■ EXERCISE REQUIREMENTS
Write out exactly the lines running from the line that includes "Warehouse pick-planner input: mark the wooden floor" to the end of the data, both ends included, and nothing besides.

■ DATA FOR THIS TASK
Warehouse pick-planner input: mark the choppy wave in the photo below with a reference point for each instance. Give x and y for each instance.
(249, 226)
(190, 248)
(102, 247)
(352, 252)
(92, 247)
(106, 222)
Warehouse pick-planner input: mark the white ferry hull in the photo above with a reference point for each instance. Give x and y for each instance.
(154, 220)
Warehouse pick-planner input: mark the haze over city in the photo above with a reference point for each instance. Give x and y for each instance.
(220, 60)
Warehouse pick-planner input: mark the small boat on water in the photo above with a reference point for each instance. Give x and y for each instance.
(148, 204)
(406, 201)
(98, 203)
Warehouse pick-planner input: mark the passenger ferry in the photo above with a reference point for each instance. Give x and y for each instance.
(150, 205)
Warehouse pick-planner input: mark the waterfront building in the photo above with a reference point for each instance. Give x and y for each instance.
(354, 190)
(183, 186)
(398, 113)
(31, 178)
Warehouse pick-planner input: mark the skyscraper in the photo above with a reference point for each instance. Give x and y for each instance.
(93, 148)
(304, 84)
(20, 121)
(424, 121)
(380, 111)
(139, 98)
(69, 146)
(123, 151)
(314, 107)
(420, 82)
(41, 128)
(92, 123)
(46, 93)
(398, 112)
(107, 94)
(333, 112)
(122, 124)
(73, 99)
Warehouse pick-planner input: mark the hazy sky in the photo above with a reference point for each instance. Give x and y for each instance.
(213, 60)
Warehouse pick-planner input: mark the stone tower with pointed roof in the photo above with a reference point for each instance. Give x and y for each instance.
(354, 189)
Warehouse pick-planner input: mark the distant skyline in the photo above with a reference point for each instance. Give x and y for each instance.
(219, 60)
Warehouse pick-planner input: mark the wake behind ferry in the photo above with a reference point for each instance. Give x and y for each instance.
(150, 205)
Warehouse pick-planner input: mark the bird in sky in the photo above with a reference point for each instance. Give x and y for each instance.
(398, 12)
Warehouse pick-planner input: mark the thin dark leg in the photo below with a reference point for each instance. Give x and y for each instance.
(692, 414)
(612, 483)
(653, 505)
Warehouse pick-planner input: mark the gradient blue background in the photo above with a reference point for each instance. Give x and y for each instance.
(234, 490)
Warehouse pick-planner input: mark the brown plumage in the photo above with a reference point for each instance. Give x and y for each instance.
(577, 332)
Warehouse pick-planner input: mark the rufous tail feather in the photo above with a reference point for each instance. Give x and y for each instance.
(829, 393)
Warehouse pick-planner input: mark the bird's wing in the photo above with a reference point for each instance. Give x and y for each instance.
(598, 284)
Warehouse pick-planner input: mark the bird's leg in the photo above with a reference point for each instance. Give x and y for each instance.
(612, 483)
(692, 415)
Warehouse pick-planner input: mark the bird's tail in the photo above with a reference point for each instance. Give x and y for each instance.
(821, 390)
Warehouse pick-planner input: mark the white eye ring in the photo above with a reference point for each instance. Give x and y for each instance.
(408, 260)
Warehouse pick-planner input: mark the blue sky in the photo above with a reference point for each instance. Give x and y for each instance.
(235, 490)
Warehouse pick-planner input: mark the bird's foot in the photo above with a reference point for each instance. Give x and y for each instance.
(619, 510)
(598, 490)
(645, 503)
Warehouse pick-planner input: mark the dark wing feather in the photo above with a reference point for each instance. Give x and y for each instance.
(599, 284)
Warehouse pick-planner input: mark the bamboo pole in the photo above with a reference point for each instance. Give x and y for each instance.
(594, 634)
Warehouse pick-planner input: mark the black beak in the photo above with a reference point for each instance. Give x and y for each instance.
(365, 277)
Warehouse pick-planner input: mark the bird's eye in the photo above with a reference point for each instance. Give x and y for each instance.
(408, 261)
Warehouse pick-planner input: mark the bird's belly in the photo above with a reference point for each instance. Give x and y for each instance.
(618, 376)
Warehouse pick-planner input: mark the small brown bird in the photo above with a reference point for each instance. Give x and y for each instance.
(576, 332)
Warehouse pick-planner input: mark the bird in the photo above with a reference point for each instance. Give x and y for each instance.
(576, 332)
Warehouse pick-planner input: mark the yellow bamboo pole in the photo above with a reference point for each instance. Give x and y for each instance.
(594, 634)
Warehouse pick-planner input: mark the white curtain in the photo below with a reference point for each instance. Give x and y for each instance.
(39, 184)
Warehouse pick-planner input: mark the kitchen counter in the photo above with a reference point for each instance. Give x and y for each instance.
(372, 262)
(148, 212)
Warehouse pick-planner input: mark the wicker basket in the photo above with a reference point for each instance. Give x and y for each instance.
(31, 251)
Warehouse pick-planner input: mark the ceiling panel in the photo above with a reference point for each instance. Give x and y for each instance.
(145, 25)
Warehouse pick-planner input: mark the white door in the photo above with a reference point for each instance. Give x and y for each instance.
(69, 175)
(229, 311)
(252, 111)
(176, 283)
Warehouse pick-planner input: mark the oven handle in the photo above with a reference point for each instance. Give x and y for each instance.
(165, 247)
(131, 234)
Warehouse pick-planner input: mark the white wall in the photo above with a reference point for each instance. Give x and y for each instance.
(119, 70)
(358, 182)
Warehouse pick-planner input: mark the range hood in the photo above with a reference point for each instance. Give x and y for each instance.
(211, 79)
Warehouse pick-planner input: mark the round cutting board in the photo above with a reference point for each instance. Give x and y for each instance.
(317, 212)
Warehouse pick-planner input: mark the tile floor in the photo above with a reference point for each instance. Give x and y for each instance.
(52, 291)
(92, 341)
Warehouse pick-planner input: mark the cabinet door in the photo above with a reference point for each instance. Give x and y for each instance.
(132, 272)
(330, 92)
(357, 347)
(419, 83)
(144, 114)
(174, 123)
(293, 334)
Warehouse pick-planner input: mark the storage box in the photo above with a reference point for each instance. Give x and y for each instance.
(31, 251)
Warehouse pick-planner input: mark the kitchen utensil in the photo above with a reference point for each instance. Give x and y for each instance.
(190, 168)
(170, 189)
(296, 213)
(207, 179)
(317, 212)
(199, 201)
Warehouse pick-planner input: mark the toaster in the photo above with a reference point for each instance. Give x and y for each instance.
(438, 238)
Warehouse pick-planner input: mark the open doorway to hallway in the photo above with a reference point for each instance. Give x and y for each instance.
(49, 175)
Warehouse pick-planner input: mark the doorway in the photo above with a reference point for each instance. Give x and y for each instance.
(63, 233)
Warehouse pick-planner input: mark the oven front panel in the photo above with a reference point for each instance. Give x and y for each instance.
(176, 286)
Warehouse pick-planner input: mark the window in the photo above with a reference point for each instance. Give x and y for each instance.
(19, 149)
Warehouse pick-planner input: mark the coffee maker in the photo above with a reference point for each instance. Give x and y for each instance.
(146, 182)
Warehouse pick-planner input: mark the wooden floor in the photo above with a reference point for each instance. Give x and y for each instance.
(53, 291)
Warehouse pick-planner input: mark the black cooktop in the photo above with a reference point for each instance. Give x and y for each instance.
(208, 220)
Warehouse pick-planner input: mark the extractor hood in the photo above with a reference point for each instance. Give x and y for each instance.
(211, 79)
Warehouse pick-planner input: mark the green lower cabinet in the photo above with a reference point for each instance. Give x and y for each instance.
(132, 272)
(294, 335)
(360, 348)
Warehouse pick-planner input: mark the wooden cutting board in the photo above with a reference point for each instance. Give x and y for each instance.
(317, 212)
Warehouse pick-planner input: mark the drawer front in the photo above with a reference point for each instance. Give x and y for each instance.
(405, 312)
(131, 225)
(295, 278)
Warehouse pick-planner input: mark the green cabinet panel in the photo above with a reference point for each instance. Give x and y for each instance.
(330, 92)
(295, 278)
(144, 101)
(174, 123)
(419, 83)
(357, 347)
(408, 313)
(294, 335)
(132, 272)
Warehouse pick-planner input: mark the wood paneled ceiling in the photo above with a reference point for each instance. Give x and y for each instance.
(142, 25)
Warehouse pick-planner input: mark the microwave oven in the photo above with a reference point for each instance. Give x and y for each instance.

■ ANSWER TO THIS TASK
Warehouse pick-planner input: mark the wooden floor in the photo above with a reference point for each instance. Give x and y for each instance.
(53, 291)
Warehouse pick-planner input: mark the black cooktop in the photo above with a reference point for each instance. Give x and y for each instance.
(208, 220)
Warehouse pick-planner input: mark the extractor hood in the photo above with a reference point for each instance. Give x and y for each instance.
(211, 79)
Warehouse pick-planner input: mark the green lower cabinet in the photo above with a reference point for each instance. Give x and y for each instance.
(132, 272)
(294, 335)
(360, 348)
Warehouse pick-planner input: mark the wooden cutting board in the photo above with a reference point for each instance. Give x and y for each instance.
(317, 212)
Warehouse pick-planner input: mark the drawer front in the photo above with a reference point for each instance. Give x and y for each instance.
(405, 312)
(131, 225)
(295, 278)
Warehouse pick-planner input: mark the green cabinet panel in the photo above with a reference point for each instance. Give x and y for each instance.
(330, 92)
(295, 278)
(144, 101)
(174, 123)
(419, 83)
(357, 347)
(408, 313)
(294, 335)
(132, 272)
Warehouse pick-planner input: mark the wood paneled ceiling in the photo above with a reference point for each instance. Give x and y for each instance.
(142, 25)
Warehouse pick-planner input: mark the microwave oven in the photo above with a reference point for each instance. Give x and y for each instance.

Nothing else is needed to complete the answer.